▶ _READING TEXT_
___

The PALLD gene encodes the actin-associated protein Palladin, whose expression correlates closely with the pathological cell motility characteristics of aggressive cancer cells. The expression level of Palladin in breast cancer patients is higher in invasive and malignant cancer cell types than in non-invasive and normal cell lines. The results suggest that Palladin promotes podosome formation, regulates the actin cytoskeleton via multiple pathways, participates in matrix degradation, and thus facilitates metastasis in breast cancer [87,88]. Gilam et al. [55] have reported that miR-96 and miR-182 reduce breast cancer cell migration and invasion by downregulating Palladin protein levels and that this process is disrupted by a SNP, rs1071738 (G < C), located in the 3′-UTR of the PALLD gene. This SNP is characterized by highest minor allele frequency (greater than 43%) and the alternate G allele is much more common than the ancestral minor C allele. If the C allele occurs in the binding site, the mRNA target sequence at the 3′-UTR of PALLD is fully complementary to the miR-96 and miR-182 seed regions, whereas the presence of the alternate G allele results in one mismatch. A significant decrease in Palladin levels is diminished by miR-96 and miR-182 expression (approx. 30% and approx. 70% reduction, respectively) in the presence of the C allele, but not in the presence of the G allele due to the disrupted miRNA:mRNA association. These findings suggest that although miR-96 and miR-182 may prevent breast cancer metastasis, the functional rs1071738 G variant abolishes this effect [55].

2.3.3. EFNB2 | miR-137

The EFNB2 (ephrin-B2) gene encodes an ephrin, a protein tyrosine kinase that is involved in remodelling and the development of synaptic connections that are regulated by activated NMDA receptor. Ephrin-B2 is essential for the Reelin pathway controlling neuronal migration. Additionally, the activation of EFNB2 is crucial for rescuing the Reelin defect and disruption of this pathway is associated with schizophrenia [56,89]. Recently, a negative correlation between miR-137 and EFNB2 expression was shown [56]. Importantly, the SNP rs550067317 (A>C) is located at the predicted target site of miR-137 in the 3′-UTR of EFNB2. The minor C allele of rs550067317 disrupts the formation of the typical stem-loop structure during base pairing of miR-137 with the predicted target sequence at the 3′-UTR, consequently reversing inhibition of EFNB2 expression.

___

▶ _REQUIRED TASKS_
• 1. In the passage on gene variants and microRNAs, rewrite the paragraph beginning "The EFNB2 (ephrin-B2) gene encodes" as a short bulleted list that keeps its main facts.
• 2. From the passage on gene variants and microRNAs, set down the part starting with "The EFNB2 (ephrin-B2)" and going on through "of EFNB2 expression.", word for word.

___

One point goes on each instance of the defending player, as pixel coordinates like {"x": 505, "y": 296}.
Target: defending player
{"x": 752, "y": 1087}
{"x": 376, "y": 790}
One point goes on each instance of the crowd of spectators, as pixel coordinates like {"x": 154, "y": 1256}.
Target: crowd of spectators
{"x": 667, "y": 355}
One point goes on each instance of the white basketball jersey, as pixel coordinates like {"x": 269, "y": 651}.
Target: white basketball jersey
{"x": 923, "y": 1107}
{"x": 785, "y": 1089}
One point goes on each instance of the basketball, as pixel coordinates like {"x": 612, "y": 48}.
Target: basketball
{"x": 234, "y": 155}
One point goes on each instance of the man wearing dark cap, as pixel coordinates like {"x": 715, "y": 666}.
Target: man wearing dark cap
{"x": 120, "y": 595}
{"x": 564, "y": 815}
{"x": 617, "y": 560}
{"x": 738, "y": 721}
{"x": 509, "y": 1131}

___

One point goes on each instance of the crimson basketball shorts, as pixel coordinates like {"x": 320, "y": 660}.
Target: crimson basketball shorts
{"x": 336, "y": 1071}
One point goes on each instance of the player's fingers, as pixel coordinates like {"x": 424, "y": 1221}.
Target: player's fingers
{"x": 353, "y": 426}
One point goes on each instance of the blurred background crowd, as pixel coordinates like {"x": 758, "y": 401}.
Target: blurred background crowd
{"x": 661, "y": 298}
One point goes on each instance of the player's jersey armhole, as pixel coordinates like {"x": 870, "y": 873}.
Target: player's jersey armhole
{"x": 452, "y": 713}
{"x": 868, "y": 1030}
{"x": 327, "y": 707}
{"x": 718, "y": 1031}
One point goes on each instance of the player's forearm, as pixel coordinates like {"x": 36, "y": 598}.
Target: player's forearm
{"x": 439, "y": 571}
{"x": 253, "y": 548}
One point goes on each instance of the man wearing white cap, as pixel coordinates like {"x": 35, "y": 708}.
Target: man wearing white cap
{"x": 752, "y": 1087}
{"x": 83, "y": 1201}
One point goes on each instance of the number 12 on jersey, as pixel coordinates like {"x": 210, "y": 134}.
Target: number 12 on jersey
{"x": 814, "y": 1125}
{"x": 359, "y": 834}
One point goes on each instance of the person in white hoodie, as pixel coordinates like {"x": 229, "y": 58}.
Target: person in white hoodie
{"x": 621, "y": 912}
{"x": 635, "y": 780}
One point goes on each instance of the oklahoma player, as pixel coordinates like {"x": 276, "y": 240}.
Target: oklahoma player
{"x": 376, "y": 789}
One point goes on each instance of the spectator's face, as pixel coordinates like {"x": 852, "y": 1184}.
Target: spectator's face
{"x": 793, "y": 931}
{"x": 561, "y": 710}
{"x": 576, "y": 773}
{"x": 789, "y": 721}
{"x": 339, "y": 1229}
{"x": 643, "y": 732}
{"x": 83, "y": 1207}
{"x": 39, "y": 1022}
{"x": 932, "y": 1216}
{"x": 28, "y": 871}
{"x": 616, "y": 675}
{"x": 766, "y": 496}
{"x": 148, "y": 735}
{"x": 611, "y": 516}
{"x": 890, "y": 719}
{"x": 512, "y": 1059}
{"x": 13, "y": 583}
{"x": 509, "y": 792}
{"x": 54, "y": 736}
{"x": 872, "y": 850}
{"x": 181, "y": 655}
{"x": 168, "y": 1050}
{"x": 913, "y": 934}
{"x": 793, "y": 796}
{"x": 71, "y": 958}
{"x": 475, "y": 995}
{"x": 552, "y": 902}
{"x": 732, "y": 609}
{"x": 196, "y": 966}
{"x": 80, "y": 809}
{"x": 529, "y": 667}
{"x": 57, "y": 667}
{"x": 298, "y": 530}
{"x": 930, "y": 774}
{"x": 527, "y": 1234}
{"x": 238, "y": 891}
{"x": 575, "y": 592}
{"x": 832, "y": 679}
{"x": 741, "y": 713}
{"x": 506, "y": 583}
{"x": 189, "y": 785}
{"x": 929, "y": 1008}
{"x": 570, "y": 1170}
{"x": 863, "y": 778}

___

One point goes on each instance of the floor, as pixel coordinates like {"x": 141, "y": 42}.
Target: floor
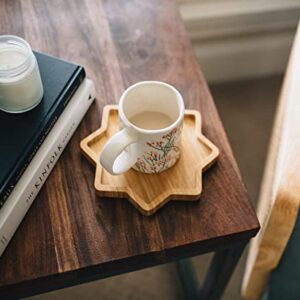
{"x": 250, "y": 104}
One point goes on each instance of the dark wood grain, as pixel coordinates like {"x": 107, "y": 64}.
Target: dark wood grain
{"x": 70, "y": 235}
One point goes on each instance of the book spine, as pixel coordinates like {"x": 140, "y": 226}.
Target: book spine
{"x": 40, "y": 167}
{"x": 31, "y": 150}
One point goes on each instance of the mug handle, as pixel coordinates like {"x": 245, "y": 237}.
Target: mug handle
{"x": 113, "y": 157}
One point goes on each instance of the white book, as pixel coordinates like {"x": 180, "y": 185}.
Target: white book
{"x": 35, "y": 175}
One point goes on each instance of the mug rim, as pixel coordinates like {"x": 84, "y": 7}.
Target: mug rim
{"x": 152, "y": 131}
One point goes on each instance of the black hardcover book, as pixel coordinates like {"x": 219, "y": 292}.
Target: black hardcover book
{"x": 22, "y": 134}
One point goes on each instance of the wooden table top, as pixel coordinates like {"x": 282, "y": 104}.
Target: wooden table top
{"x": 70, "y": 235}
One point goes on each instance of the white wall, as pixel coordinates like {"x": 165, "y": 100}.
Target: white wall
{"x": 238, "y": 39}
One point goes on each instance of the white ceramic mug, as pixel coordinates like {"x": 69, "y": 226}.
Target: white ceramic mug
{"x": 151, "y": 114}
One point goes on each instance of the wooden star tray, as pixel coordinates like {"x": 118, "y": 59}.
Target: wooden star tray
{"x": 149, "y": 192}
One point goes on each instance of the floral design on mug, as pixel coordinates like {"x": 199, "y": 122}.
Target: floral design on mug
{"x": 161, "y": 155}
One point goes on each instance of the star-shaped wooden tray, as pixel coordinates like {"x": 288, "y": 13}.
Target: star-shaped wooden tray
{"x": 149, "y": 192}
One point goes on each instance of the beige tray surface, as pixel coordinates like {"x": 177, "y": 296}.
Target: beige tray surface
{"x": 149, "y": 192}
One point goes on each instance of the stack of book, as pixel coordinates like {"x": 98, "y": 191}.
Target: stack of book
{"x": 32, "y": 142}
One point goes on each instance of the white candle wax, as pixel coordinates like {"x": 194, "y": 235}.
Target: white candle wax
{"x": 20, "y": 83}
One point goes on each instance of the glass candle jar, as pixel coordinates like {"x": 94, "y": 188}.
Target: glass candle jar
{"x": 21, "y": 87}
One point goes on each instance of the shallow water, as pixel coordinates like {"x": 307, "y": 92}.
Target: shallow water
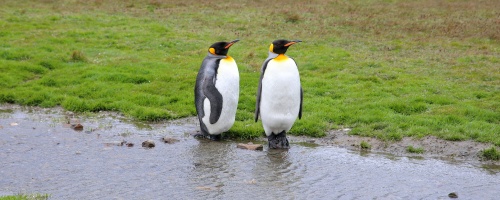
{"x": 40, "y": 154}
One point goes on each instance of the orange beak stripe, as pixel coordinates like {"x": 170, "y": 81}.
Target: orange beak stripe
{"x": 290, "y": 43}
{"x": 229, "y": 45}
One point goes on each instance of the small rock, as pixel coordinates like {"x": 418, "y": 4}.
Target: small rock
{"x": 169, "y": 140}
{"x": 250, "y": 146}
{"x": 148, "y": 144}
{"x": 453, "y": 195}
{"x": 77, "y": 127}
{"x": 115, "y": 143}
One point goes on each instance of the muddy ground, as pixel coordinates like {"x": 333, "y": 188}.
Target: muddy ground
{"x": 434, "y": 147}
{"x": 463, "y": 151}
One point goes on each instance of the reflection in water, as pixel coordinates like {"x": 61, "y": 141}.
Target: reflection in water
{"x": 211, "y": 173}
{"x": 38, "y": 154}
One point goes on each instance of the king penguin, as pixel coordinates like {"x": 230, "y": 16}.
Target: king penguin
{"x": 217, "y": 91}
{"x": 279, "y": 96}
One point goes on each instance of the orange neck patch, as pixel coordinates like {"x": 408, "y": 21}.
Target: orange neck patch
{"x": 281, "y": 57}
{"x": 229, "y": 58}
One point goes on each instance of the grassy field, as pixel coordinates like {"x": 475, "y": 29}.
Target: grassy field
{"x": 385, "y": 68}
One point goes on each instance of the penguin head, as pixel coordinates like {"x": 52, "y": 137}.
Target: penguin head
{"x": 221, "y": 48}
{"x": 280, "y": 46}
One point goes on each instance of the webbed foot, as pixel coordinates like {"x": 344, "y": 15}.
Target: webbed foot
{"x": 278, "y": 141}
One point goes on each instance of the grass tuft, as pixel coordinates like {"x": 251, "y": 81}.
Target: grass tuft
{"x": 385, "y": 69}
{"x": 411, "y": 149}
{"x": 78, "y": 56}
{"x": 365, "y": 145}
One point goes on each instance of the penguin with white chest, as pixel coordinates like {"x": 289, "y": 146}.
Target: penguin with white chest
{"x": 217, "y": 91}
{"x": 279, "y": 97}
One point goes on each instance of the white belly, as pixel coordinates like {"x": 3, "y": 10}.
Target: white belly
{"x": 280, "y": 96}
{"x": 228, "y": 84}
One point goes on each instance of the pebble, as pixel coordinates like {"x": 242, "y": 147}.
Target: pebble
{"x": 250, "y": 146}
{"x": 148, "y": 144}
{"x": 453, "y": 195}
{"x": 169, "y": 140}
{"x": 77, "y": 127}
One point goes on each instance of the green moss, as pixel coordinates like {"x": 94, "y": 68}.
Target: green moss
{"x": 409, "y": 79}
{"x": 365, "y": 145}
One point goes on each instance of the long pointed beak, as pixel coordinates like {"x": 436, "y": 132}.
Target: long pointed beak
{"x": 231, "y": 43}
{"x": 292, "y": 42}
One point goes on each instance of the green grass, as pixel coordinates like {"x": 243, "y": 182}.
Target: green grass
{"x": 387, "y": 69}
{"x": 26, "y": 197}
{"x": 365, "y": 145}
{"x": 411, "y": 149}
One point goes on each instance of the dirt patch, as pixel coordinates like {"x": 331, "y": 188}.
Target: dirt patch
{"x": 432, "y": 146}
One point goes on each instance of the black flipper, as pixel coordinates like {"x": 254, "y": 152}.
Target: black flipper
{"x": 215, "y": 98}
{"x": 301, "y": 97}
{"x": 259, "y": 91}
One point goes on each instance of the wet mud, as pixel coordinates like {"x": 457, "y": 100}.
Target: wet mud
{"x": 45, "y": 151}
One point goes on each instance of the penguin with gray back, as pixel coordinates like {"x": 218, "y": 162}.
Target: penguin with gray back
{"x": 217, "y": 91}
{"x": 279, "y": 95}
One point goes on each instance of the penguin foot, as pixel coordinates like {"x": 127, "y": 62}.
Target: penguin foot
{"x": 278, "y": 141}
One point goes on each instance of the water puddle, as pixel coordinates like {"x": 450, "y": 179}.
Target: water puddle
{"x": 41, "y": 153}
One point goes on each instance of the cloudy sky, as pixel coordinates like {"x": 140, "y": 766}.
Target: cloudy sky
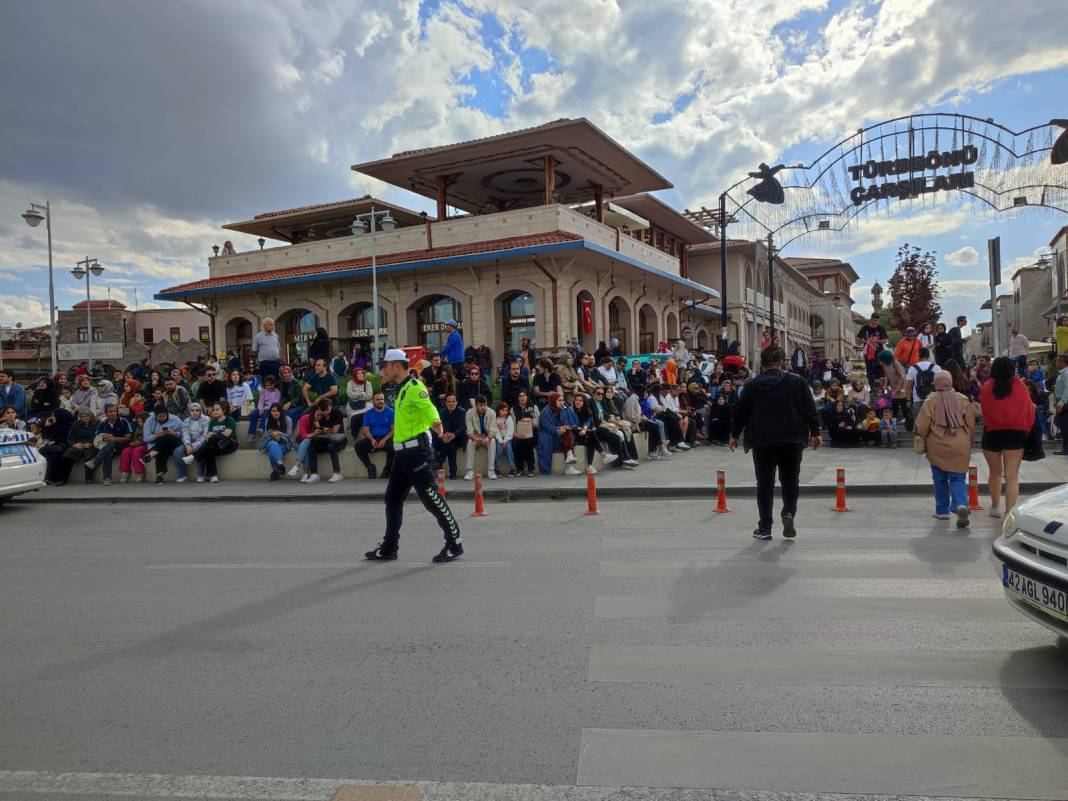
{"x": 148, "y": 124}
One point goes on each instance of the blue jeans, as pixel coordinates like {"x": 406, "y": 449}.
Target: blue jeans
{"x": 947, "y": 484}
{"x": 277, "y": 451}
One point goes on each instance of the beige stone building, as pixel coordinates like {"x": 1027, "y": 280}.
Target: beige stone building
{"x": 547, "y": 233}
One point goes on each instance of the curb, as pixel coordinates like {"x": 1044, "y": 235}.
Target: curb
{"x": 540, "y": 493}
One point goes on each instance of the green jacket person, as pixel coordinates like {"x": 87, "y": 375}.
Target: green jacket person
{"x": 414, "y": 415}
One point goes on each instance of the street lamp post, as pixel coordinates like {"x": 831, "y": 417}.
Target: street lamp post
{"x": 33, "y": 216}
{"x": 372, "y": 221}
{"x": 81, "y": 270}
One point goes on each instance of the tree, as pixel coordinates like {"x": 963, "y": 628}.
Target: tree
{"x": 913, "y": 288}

___

▶ _ANSWERS IN ORDER_
• 1.
- EFNB2 encodes ephrin-B2, a protein tyrosine kinase involved in remodeling and developing synaptic connections regulated by activated NMDA receptor.
- Ephrin-B2 is essential for the Reelin pathway, which controls neuronal migration. EFNB2 activation is crucial for rescuing the Reelin defect.
- Disruption of this pathway is associated with schizophrenia.
- miR-137 and EFNB2 expression are negatively correlated.
- The SNP rs550067317 (A>C) lies at the predicted miR-137 target site in the 3′-UTR of EFNB2.
- Its minor C allele disrupts the typical stem-loop structure formed when miR-137 pairs with the target sequence. This reverses the inhibition of EFNB2 expression.

• 2.
The EFNB2 (ephrin-B2) gene encodes an ephrin, a protein tyrosine kinase that is involved in remodelling and the development of synaptic connections that are regulated by activated NMDA receptor. Ephrin-B2 is essential for the Reelin pathway controlling neuronal migration. Additionally, the activation of EFNB2 is crucial for rescuing the Reelin defect and disruption of this pathway is associated with schizophrenia [56,89]. Recently, a negative correlation between miR-137 and EFNB2 expression was shown [56]. Importantly, the SNP rs550067317 (A>C) is located at the predicted target site of miR-137 in the 3′-UTR of EFNB2. The minor C allele of rs550067317 disrupts the formation of the typical stem-loop structure during base pairing of miR-137 with the predicted target sequence at the 3′-UTR, consequently reversing inhibition of EFNB2 expression.